**WHAT THE TASK REQUIRES:** Set down the passage of the post on magick and people in power word for word, starting at "I want to be" and ending at "about specific people.".

Colin:
Lately I have listened to a number of podcasts in which Daniel has talked about magick, and in several of the discussions he has made comments about how people in power (e.g., political elites) use magick. I am trying to process that claim and am looking for some help in understanding what that means.
I want to be thoughtful about how I ask this question so I don't ask people to out others who are engaged in magickal practice, so let me cast this broadly as a question about what happens in the upper echelons of Western society--think captains of industry or political leaders, but not asking about specific people.
Daniel gives a very broad interpretation of magick as (I'm paraphrasing) consciousness combined with intent. Some of the examples of "ordinary" acts that can be viewed with a magickal lens include things like putting on a suit to portray a more professional image.
When talking about how people in power use magick, I'm not sure if I should understand that claim in terms of this broad interpretation of magick (e.g., political leaders engage in rituals like the pledge or participate in Masonic lodges with magickal iconography), or as more explicitly magickal behaviors. To put it crudely, are Western elites engaged in magick incidentally, in that they do things that have magickal significance without thinking of what they do in those terms, or are they actually thinking of what they do as casting spells and working formal rituals?

**EXTRACTED MATERIAL:**
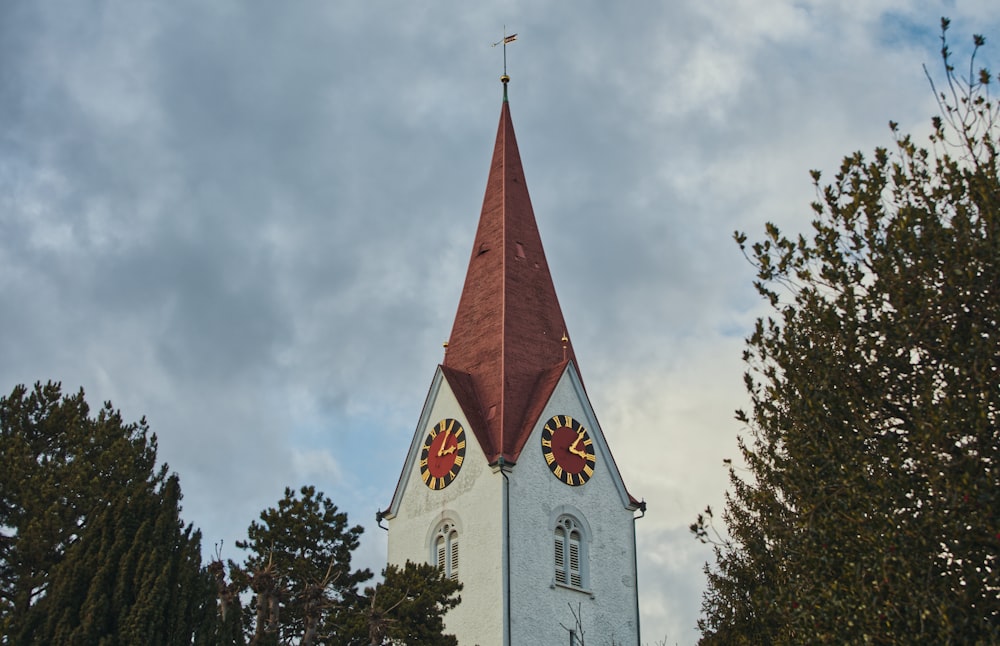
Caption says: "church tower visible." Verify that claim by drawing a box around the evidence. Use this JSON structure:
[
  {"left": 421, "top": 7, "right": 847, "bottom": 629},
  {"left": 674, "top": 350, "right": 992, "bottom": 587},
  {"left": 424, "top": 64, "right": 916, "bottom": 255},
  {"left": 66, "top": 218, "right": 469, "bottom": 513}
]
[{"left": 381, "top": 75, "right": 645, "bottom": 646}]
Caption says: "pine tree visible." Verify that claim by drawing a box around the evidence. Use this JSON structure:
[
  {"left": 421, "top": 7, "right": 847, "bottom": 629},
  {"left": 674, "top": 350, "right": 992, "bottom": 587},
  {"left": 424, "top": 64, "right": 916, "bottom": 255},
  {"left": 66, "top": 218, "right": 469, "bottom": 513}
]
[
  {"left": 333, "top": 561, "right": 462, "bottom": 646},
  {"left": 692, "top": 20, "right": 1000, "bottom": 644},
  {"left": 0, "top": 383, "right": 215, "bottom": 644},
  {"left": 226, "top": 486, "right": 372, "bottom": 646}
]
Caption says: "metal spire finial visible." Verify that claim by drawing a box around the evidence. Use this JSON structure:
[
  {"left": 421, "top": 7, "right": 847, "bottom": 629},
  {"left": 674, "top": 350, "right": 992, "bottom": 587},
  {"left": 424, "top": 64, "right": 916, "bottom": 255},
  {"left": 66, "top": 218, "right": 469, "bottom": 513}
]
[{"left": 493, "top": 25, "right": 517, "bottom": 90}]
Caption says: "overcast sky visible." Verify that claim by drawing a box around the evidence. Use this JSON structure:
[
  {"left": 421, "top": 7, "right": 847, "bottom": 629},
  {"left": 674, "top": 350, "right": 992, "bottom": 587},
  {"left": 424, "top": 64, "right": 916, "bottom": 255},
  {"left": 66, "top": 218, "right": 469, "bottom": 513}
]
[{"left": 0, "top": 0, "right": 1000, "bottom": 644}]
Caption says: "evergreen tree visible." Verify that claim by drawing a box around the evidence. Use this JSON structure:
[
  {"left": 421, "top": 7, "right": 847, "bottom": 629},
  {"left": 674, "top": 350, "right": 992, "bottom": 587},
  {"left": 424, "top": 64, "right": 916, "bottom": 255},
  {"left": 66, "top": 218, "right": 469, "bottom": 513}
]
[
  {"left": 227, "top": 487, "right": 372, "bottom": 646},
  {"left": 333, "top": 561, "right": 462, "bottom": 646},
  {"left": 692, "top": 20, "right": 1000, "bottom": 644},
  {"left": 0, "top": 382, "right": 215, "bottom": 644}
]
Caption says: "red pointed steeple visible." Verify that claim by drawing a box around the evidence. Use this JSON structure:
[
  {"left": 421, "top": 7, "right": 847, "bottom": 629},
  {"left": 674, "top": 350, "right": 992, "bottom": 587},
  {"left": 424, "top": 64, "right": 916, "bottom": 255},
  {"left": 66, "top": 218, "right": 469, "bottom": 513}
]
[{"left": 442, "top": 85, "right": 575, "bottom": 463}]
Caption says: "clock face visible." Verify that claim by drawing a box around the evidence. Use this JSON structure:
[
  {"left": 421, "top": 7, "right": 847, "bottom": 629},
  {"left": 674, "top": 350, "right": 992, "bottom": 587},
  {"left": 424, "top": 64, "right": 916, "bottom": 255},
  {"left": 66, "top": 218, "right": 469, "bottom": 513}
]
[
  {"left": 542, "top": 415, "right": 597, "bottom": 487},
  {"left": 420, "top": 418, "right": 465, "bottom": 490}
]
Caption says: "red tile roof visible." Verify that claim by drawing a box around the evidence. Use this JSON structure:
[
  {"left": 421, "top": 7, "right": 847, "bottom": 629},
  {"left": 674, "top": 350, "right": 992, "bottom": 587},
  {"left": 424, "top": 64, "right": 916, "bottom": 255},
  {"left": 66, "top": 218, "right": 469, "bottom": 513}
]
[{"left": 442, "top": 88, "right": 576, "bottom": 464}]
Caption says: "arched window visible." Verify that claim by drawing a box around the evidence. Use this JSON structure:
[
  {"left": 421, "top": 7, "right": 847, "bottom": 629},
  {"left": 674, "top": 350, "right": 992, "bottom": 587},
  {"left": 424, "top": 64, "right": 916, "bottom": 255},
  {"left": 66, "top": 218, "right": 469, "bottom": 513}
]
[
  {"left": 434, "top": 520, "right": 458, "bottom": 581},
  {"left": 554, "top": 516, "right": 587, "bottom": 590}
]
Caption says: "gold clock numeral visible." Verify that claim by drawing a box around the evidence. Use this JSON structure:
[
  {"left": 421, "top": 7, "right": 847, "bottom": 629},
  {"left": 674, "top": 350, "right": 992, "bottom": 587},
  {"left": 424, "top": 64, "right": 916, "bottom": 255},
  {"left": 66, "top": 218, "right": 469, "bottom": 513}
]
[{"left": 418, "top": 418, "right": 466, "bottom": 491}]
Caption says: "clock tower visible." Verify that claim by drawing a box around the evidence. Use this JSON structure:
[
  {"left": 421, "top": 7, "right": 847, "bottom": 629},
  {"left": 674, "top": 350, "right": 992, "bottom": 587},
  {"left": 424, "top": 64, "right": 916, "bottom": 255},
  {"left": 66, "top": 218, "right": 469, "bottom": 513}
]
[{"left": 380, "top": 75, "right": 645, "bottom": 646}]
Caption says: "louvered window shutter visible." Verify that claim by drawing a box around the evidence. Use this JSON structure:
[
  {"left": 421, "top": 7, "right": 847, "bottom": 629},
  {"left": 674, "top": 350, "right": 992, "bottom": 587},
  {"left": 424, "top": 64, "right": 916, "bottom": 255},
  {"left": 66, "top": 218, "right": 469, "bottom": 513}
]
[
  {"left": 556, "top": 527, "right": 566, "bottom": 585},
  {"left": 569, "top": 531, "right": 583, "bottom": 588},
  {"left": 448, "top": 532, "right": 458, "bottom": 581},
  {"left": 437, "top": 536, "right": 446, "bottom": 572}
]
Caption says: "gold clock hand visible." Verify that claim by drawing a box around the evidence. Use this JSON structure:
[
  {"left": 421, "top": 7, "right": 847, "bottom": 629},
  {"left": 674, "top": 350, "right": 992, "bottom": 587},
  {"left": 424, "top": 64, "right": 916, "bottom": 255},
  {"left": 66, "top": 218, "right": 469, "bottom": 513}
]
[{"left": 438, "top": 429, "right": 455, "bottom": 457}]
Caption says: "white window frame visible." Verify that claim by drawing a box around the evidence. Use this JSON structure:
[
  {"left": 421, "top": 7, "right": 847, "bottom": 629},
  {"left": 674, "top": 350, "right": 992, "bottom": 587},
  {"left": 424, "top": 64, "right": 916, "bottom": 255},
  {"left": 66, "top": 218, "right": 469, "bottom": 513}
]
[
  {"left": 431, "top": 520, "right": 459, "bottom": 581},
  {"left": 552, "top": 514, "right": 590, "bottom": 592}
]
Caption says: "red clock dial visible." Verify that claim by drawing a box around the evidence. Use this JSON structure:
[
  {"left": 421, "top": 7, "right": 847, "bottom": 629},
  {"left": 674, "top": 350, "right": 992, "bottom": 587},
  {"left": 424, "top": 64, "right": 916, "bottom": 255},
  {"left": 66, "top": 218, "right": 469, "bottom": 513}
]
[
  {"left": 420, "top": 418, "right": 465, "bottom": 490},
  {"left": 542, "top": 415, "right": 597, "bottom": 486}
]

--

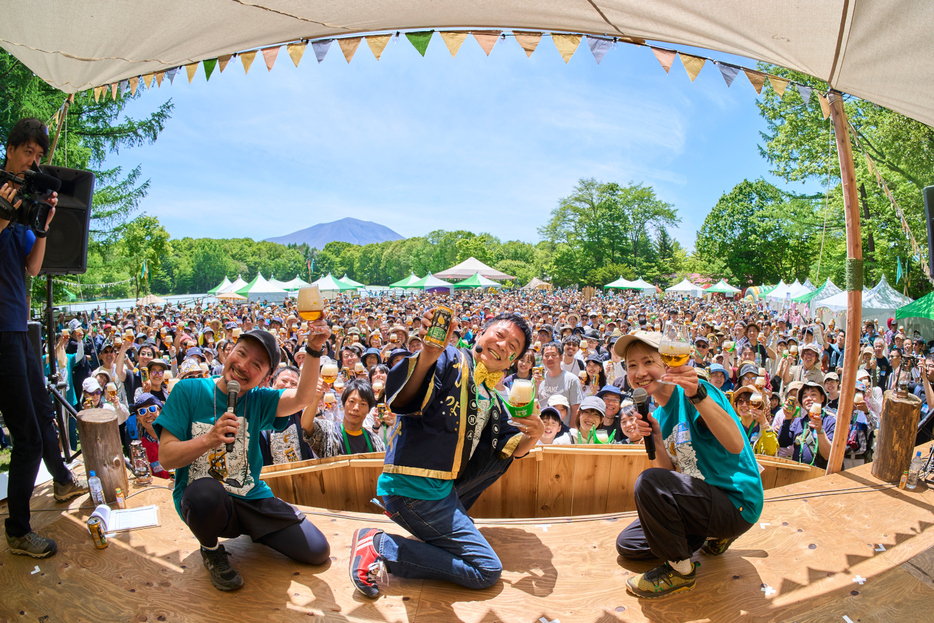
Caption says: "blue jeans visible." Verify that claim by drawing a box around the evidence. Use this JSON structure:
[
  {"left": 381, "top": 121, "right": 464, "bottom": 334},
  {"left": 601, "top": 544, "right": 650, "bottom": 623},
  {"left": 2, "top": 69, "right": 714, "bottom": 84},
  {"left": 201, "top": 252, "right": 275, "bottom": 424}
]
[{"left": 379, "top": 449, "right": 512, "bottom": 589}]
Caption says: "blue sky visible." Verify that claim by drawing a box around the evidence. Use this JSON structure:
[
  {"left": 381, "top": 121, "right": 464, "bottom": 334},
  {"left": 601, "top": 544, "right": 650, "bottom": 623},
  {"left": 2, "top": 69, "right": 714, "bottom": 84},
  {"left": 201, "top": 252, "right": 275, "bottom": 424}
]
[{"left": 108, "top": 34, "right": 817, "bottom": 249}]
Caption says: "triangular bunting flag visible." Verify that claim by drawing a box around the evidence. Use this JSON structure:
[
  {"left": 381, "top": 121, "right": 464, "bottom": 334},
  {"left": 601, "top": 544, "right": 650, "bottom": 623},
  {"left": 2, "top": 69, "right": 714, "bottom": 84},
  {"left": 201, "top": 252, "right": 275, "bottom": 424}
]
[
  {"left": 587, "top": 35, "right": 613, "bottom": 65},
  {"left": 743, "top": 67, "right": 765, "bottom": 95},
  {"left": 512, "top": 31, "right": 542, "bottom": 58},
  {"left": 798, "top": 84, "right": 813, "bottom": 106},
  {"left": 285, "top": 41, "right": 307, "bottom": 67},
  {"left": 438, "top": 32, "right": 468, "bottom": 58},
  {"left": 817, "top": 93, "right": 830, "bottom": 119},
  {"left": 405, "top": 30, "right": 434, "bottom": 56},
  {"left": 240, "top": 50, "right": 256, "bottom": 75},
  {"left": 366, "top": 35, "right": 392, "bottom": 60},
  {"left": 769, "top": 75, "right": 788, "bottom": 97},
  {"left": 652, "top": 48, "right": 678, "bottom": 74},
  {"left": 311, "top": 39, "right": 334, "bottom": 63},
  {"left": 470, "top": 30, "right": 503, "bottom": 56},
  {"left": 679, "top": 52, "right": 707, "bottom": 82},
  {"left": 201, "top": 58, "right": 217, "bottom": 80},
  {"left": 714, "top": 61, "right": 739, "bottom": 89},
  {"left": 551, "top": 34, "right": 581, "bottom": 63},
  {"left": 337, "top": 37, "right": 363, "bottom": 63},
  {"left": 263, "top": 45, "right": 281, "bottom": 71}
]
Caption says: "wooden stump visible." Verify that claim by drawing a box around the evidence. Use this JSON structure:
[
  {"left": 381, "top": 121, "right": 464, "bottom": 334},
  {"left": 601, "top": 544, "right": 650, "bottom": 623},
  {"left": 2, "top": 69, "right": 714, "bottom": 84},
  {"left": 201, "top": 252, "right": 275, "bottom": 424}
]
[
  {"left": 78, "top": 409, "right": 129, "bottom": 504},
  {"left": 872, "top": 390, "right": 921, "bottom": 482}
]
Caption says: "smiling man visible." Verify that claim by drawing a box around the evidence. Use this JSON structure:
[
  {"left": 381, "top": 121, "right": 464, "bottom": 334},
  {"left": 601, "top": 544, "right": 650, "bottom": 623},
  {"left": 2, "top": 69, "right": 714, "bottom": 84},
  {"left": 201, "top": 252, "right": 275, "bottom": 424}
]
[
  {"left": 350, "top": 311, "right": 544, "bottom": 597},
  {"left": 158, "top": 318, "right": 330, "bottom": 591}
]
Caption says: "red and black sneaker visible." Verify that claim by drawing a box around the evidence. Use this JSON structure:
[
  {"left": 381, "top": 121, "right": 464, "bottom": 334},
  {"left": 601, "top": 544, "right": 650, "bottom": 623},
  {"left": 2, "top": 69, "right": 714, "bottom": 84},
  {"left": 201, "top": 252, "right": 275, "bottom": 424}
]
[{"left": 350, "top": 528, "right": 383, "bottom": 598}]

**EXERCISE RESPONSE:**
I want to be thoughtful about how I ask this question so I don't ask people to out others who are engaged in magickal practice, so let me cast this broadly as a question about what happens in the upper echelons of Western society--think captains of industry or political leaders, but not asking about specific people.